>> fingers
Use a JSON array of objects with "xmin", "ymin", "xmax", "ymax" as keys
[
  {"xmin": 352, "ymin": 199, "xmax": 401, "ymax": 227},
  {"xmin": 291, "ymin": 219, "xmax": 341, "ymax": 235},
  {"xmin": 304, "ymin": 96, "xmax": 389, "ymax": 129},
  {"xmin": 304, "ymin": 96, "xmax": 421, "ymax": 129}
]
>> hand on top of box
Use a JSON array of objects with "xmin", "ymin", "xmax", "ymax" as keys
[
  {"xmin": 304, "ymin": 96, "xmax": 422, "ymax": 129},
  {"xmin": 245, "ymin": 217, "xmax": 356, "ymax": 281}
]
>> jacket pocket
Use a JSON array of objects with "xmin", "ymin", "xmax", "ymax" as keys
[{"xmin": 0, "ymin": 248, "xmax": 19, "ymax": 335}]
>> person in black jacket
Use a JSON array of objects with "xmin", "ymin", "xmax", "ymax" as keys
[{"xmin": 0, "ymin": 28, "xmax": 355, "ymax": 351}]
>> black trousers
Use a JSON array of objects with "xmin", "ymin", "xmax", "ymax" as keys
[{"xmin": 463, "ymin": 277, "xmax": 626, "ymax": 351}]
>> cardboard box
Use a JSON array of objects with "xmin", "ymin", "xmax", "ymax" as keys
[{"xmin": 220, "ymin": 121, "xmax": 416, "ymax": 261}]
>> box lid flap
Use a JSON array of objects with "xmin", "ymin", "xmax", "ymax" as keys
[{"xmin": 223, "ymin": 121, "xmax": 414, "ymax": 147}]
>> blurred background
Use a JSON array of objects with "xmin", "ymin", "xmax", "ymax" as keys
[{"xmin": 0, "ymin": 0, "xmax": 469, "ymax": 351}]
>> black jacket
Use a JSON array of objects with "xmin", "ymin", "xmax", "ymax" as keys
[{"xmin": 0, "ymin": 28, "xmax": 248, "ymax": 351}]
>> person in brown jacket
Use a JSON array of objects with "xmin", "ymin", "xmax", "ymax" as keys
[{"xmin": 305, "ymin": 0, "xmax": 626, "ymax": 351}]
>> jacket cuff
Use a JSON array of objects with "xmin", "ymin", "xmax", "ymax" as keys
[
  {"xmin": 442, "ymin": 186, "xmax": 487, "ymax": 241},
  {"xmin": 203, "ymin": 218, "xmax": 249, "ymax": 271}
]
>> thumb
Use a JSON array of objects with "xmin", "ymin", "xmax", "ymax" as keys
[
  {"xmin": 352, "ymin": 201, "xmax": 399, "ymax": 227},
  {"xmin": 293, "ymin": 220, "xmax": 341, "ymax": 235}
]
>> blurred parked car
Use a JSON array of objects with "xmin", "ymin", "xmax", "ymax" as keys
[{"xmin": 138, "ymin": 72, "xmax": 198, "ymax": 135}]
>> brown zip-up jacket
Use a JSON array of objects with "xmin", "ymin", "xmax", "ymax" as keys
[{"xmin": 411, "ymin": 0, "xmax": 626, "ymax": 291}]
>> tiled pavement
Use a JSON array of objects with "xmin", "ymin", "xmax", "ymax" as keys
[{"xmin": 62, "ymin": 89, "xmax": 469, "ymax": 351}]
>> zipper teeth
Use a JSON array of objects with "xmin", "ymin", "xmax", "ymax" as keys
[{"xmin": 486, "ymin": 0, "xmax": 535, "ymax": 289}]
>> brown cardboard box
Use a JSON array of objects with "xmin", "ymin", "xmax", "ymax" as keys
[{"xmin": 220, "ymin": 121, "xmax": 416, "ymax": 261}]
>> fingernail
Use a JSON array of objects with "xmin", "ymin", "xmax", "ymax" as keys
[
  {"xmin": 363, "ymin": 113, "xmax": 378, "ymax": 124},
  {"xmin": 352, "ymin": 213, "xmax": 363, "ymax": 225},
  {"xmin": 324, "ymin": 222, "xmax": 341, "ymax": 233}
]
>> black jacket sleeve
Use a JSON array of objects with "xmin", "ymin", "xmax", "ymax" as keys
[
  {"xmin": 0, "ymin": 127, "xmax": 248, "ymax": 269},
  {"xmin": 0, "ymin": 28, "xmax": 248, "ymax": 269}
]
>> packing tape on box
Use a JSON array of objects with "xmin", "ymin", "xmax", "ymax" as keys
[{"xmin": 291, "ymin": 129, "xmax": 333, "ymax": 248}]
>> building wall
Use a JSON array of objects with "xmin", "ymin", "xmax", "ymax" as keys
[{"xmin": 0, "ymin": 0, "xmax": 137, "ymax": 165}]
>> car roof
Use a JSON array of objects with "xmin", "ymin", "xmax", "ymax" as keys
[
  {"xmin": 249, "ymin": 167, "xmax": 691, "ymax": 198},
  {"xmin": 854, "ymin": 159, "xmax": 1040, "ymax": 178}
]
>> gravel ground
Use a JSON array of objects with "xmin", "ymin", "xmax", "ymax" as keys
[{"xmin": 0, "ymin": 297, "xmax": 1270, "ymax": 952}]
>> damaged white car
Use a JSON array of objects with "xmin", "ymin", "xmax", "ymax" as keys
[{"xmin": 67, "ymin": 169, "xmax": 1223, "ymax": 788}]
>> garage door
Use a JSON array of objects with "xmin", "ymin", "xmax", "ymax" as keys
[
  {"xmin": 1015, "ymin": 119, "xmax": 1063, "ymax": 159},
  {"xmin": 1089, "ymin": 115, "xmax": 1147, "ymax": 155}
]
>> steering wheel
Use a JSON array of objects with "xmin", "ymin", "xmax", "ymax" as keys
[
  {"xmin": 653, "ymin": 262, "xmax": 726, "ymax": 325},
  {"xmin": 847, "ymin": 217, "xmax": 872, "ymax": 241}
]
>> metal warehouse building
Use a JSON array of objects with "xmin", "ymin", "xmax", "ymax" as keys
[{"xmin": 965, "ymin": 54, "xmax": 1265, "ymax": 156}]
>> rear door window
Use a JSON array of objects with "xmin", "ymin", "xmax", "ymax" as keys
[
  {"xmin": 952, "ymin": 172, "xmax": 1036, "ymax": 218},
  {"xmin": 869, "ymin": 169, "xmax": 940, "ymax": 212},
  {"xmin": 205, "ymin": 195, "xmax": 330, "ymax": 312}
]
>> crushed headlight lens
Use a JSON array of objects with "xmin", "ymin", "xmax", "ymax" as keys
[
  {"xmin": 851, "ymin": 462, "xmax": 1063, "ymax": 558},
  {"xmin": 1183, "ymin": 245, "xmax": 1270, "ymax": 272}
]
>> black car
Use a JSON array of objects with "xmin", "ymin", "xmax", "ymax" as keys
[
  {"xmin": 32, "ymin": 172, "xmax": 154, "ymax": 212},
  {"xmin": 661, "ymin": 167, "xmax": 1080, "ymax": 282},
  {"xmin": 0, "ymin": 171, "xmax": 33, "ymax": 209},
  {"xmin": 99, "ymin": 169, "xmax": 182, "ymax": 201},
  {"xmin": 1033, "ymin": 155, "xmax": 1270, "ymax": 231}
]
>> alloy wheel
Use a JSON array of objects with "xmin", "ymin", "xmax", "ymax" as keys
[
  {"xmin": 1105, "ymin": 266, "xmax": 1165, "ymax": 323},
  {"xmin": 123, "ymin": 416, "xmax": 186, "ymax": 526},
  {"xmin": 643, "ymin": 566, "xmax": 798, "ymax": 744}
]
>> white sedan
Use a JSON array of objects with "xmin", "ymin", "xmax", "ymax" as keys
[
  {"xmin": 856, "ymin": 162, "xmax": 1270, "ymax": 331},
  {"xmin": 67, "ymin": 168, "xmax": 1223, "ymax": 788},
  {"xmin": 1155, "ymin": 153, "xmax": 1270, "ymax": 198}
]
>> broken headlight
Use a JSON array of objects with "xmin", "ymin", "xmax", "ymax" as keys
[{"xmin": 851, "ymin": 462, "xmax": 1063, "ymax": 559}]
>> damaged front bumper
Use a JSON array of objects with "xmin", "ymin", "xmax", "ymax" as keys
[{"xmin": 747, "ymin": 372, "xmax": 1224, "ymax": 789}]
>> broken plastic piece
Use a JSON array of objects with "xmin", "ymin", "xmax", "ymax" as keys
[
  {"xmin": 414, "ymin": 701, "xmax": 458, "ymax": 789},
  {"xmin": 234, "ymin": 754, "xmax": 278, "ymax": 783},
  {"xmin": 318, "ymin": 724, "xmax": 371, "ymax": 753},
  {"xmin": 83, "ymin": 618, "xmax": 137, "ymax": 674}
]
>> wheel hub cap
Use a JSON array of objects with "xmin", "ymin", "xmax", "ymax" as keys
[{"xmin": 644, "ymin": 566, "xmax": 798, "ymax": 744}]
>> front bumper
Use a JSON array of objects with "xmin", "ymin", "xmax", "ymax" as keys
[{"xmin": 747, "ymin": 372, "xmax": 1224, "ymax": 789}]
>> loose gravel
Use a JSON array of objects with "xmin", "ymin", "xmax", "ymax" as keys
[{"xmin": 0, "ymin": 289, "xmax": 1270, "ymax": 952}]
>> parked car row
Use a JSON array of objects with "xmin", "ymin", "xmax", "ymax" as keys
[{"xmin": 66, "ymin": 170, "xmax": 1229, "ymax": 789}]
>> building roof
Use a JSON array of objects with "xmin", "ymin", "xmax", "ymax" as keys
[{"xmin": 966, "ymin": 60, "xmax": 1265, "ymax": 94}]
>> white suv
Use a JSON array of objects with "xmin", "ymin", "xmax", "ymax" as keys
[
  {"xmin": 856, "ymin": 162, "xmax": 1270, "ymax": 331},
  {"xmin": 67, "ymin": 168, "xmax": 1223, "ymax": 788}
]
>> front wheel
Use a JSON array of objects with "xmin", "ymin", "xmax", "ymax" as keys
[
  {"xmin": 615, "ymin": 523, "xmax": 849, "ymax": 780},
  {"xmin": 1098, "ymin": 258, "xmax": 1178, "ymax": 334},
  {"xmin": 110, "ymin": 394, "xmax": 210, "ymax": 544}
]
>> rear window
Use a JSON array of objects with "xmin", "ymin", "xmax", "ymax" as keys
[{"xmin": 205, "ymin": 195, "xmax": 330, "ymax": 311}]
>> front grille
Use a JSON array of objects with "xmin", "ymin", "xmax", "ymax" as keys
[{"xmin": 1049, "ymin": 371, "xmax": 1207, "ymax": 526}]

* Exercise
Extract each line of the entries above that contains the string "damaged", treating uppercase and lowercase letters as distinct.

* Result of this task
>> damaged white car
>> damaged front bumper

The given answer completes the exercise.